> **Explorer le contenu**:
(1) Répondez à ces questions sur l'extrait d'audience :
(a) Combien de condamnations figurent au casier judiciaire du prévenu ?
(b) À quelle peine est-il condamné en 2016 ?
(c) De quelle ville maître de Boosere-Lepidi est-il descendu ?
(2) Reprenez le passage de l'extrait d'audience qui va de « A son casier » à « attend de lui. », en renommant « KAIRN » en « CSAPA ».
(3) Poursuivez l'extrait d'audience à la suite de sa dernière phrase.

> **Texte fourni**:
>>>>

A son casier judiciaire, 4 condamnations, 4 conduites sous l’empire de l’alcool, en 2005, 2007, 2008 et 2016. En 2016 il est condamné à 6 mois de prison dont 3 mois assortis d’un sursis mis à l’épreuve de 3 ans, cela signifie qu’il a des obligations. Il est donc suivi par un CPIP, et se rend au KAIRN pour des soins : « Vous faites quoi avec le médecin ? - Il m’a demandé mes prises de sang, mes fiches de paie, c’est tout.  - Qu’est-ce qu’il faut faire pour que vous arrêtiez de boire ? - Une opération. - Ah si c’était possible, il y en aurait beaucoup, mais ça n’est pas possible. - Il veut dire « hospitalisation », intervient maître de Boosere-Lepidi, descendu de Versailles pour assister C., et le défendre. Dans le rapport que la CPIP a transmis au JAP : « Suivi long à mettre en place, il a du mal à comprendre ce qu’on attend de lui.

<<<<

> **Informations fournies**:
>>>>

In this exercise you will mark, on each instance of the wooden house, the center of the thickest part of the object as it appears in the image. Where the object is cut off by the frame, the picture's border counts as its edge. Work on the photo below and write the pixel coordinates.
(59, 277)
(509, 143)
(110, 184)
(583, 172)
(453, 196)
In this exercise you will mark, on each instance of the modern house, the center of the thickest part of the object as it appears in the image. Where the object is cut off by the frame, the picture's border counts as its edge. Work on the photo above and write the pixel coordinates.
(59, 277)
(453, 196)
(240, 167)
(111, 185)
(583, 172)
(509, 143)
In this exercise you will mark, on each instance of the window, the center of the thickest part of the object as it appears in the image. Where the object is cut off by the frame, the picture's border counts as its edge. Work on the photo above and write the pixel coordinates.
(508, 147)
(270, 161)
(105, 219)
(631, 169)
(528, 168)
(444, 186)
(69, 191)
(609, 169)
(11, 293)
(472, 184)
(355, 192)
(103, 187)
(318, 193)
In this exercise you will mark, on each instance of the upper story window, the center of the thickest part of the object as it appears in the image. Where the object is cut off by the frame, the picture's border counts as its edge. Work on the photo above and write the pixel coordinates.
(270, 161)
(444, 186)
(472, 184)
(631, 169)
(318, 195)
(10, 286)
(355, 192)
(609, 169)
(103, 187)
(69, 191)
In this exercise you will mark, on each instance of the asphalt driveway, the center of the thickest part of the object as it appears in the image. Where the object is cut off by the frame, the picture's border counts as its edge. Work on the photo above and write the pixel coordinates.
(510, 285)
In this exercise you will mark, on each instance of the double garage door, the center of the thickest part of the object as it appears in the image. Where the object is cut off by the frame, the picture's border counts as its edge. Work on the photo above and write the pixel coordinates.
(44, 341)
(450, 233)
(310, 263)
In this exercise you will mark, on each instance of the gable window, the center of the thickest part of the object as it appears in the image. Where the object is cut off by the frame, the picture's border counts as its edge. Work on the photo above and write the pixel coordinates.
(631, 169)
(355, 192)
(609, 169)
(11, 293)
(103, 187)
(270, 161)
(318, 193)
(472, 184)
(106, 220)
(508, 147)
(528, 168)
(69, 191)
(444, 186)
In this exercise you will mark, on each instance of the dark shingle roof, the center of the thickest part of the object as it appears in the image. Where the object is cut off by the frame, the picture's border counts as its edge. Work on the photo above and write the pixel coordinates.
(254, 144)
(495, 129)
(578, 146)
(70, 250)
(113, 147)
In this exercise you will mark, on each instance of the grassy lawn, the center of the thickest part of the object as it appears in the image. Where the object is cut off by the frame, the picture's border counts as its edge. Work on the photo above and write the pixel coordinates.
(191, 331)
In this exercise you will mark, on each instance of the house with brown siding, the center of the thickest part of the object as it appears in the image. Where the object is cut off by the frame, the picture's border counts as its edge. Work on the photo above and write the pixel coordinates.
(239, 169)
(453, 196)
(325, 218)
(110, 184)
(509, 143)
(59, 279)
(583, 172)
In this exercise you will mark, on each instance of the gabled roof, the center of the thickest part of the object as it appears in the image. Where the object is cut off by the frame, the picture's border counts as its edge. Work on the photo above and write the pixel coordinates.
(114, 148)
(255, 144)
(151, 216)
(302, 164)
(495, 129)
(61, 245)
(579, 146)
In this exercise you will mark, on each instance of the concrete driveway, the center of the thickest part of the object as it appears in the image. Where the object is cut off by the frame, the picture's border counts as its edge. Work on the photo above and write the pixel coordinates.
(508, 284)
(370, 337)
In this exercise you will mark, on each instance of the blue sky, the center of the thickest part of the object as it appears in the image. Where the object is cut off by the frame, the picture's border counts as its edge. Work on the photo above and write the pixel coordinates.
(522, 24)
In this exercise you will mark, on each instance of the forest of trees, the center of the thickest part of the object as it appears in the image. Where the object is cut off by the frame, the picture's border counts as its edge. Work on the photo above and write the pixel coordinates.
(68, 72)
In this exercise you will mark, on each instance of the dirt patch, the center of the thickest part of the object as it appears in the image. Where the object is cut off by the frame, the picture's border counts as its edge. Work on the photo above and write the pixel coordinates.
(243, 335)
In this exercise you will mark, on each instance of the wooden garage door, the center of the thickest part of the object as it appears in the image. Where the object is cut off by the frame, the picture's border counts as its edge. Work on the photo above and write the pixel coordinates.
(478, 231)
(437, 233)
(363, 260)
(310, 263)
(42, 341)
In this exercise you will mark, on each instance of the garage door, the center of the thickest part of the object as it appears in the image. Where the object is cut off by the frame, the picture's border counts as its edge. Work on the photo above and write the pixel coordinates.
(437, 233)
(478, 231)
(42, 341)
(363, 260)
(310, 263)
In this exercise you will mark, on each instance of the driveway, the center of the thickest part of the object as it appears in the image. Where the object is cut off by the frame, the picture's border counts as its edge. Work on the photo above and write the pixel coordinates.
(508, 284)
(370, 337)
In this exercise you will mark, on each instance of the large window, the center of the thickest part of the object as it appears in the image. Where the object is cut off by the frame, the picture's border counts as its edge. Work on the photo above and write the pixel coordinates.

<<<<

> **Résultats de l'exercice**:
(1)
(a) Quatre condamnations, toutes pour conduite sous l'empire de l'alcool.
(b) À 6 mois de prison, dont 3 mois assortis d'un sursis mis à l'épreuve de 3 ans.
(c) De Versailles.

(2)
A son casier judiciaire, 4 condamnations, 4 conduites sous l’empire de l’alcool, en 2005, 2007, 2008 et 2016. En 2016 il est condamné à 6 mois de prison dont 3 mois assortis d’un sursis mis à l’épreuve de 3 ans, cela signifie qu’il a des obligations. Il est donc suivi par un CPIP, et se rend au CSAPA pour des soins : « Vous faites quoi avec le médecin ? - Il m’a demandé mes prises de sang, mes fiches de paie, c’est tout.  - Qu’est-ce qu’il faut faire pour que vous arrêtiez de boire ? - Une opération. - Ah si c’était possible, il y en aurait beaucoup, mais ça n’est pas possible. - Il veut dire « hospitalisation », intervient maître de Boosere-Lepidi, descendu de Versailles pour assister C., et le défendre. Dans le rapport que la CPIP a transmis au JAP : « Suivi long à mettre en place, il a du mal à comprendre ce qu’on attend de lui.

(3)
Il a comparu une 1ere fois le 19 octobre dernier, mais il a demandé un délai pour préparer sa défense et depuis il est en détention provisoire. De loin, c’est un homme au visage équilibré, de jolis traits, l’air mûr, mais aussi l’air souffrant et en grande difficulté. Ses parents, qui sont dans la salle, tendus par le souci (« il n’est pas bien », chuchote sa mère lorsque son fils arrive dans le box), ont écrit au tribunal pour attester que C. est « un gentil garçon, travailleur, honnête », mais qui « a des problèmes familiaux », et les parents n’en peuvent mais. Une des juges assesseurs pose la question qui s’impose depuis l’instant où C. a ouvert la bouche : « Monsieur, il n’y a aucune mesure de protection vous concernant ? », C. répond « non », son avocat précise « il n’est pas sûr qu’il comprenne ».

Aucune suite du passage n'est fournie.